To do: Can you repeat each of the records below word for word, keeping them in the same order?

Extracted records:

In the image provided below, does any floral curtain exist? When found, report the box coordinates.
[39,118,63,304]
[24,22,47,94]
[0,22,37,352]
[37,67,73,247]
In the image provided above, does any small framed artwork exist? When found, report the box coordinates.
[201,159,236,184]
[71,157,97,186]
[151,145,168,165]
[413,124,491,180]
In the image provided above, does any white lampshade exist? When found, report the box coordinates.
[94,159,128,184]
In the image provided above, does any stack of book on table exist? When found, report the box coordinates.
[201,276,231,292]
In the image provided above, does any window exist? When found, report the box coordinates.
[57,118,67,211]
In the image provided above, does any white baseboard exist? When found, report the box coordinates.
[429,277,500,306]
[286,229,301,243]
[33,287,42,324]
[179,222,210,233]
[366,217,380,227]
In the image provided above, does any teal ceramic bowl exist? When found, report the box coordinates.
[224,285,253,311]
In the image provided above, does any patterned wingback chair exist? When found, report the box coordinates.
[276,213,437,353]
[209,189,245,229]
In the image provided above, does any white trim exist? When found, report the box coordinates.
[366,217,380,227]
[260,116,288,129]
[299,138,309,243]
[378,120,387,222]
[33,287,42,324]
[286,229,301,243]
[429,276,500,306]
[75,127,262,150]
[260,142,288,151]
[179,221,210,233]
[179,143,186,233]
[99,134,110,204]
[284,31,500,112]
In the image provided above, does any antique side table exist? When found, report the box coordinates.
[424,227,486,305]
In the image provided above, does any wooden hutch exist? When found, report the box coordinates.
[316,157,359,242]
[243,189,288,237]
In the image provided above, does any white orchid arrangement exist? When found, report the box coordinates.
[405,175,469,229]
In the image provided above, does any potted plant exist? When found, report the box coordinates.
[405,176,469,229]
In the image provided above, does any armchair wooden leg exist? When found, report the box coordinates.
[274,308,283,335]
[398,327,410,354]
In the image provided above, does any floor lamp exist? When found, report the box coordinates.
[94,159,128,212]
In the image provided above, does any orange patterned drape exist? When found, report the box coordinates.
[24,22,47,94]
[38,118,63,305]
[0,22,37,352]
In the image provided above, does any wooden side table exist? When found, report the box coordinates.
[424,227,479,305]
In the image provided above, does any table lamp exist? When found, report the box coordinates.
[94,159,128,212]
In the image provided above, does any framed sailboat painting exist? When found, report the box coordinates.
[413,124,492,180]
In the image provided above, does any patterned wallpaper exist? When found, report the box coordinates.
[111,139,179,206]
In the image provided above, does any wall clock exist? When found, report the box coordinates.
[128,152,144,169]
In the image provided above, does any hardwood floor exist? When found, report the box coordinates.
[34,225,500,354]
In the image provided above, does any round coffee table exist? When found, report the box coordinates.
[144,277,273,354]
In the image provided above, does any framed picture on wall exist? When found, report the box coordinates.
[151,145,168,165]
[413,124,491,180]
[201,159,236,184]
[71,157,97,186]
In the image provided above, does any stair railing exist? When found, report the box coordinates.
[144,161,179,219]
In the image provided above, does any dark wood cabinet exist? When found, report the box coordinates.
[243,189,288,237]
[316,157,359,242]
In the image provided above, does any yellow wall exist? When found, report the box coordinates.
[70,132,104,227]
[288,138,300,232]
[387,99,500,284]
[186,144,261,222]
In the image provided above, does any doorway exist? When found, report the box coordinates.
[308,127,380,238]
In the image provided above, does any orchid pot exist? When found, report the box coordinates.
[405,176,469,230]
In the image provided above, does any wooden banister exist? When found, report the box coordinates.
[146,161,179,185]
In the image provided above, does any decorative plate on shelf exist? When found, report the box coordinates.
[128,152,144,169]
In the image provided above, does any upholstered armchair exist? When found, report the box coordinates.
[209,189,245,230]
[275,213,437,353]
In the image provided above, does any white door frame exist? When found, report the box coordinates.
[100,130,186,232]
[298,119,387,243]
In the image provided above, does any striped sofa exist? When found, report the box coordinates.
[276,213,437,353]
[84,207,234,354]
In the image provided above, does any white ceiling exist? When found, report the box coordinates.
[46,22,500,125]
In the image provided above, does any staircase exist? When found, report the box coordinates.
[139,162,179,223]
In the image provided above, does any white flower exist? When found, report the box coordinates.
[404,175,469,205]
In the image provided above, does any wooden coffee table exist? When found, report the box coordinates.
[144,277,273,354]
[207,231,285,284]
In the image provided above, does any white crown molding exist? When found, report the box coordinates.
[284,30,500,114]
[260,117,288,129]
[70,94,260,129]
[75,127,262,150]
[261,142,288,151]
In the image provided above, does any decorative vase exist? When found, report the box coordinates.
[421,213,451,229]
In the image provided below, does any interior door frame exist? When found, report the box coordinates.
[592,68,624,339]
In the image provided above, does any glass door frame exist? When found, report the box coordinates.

Finished exercise:
In the image provided below, does any floral curtain exist? When found, report the box coordinates.
[39,118,63,304]
[24,22,47,94]
[0,22,37,352]
[37,67,73,247]
In the image provided above, does any small framed artwork exist? When found, report the box coordinates.
[201,159,236,184]
[71,157,97,186]
[151,145,168,165]
[413,124,491,180]
In the image provided above, does any white lampshade exist? When found, report the box coordinates.
[94,159,128,184]
In the image provided above, does any stack of book on table exist? When found, report the box coordinates.
[201,276,231,292]
In the image provided above, does any window exist? When found, report the box coordinates.
[57,118,67,211]
In the image provided above, does any white baseboard exist? When found, report the box coordinates.
[429,277,500,306]
[286,229,301,243]
[33,287,42,324]
[179,222,210,233]
[366,217,380,227]
In the image provided above, does any teal ceramic bowl exist? When found, report the box coordinates.
[224,285,253,311]
In the image provided above, does any patterned wingback chair exist? When found, report the box coordinates.
[276,213,437,353]
[209,189,245,229]
In the image provided above, does any white trim exist? When found, report the box coordinates.
[366,217,380,227]
[260,116,288,129]
[299,138,309,243]
[378,120,387,222]
[33,287,42,324]
[286,229,301,243]
[429,276,500,306]
[75,127,262,150]
[260,142,288,151]
[179,221,210,233]
[179,143,186,233]
[99,134,110,204]
[284,31,500,112]
In the image provided above, does any antique side table exist? When found, report the box coordinates.
[424,227,486,305]
In the image provided above, does any wooden hutch exist? When found, report the box coordinates.
[316,157,359,242]
[243,189,288,237]
In the image provided above, does any white orchid arrangement exist? When found, report the box coordinates.
[405,175,469,229]
In the image provided above, does any potted plant exist? When found, report the box coordinates.
[405,176,469,229]
In the image provided above, does any armchair wooden leg exist? When found, report the box coordinates.
[274,308,283,335]
[398,327,410,354]
In the image provided above, does any floor lamp exist? When found, report the box coordinates.
[94,159,128,212]
In the image provided above, does any orange patterned drape exist? When found, report the box coordinates.
[24,22,47,94]
[38,118,63,305]
[0,22,37,352]
In the image provided above, does any wooden side table exist? When found, report the box coordinates.
[424,227,479,305]
In the image provided above, does any table lamp exist? When found, report the box coordinates.
[94,159,128,212]
In the image provided above, does any framed sailboat painting exist? When found, report the box coordinates.
[413,124,492,180]
In the image provided above, does any patterned wallpaper exist? When found, report the box coordinates.
[111,139,179,206]
In the image provided above, does any wall clock exist? When found, report the box coordinates.
[128,152,144,169]
In the image provided above, does any hardwood floor exist? When found, report the box coordinates.
[34,225,500,354]
In the image provided above, does any round coffee table exist? When found, report the box coordinates.
[144,277,273,354]
In the image provided above, does any framed picture on wall exist? When found, report the box coordinates.
[151,145,168,165]
[413,124,491,180]
[201,159,236,184]
[71,157,97,186]
In the image provided above, does any stair railing exist? When found, report the box coordinates.
[144,161,179,219]
In the image provided above, does any dark wood cabinet exist? When found, report the box coordinates.
[243,189,288,237]
[316,157,359,242]
In the image provided above, does any yellow wall exist? When found, report the box coordinates.
[70,132,104,227]
[288,138,300,232]
[387,99,500,284]
[186,144,261,222]
In the image provided above, does any doorway exist? When found, report the box coordinates.
[308,127,380,238]
In the image provided above, does any orchid pot exist? When found, report the box coordinates.
[405,176,469,230]
In the image provided above, does any wooden banister exist? When found, report the box coordinates.
[146,161,179,185]
In the image provided above, does any decorative plate on shelf exist? When found, report the box coordinates.
[128,152,144,169]
In the image provided above, does any upholstered armchair exist? When found, report the box coordinates.
[209,189,245,230]
[275,213,437,353]
In the image provided above, does any white door frame exist? When found, report the box coordinates.
[100,130,186,232]
[298,119,387,243]
In the image provided above, does any striped sofa exist? When found, report the box coordinates.
[276,213,437,353]
[84,207,234,354]
In the image provided above, does any white ceiling exist? When found, report the box coordinates.
[46,22,500,125]
In the image provided above, does any staircase exist? When found, report the box coordinates.
[139,162,179,223]
In the image provided above, does any white flower exist? When found, report the box coordinates.
[404,175,469,205]
In the image provided above, does any wooden coffee table exist? When found, report the box coordinates.
[144,277,273,354]
[207,231,285,284]
In the image provided above, does any white crown molding exist? When found, report the box coordinates.
[284,30,500,114]
[260,117,288,129]
[70,94,260,129]
[75,127,262,150]
[261,142,288,151]
In the image provided above, does any decorative vase exist? When found, report the box coordinates.
[421,213,451,229]
In the image provided below, does any interior door frame exist? When found, report the box coordinates.
[592,68,624,339]
In the image provided above, does any glass door frame exist? When found, report the box coordinates.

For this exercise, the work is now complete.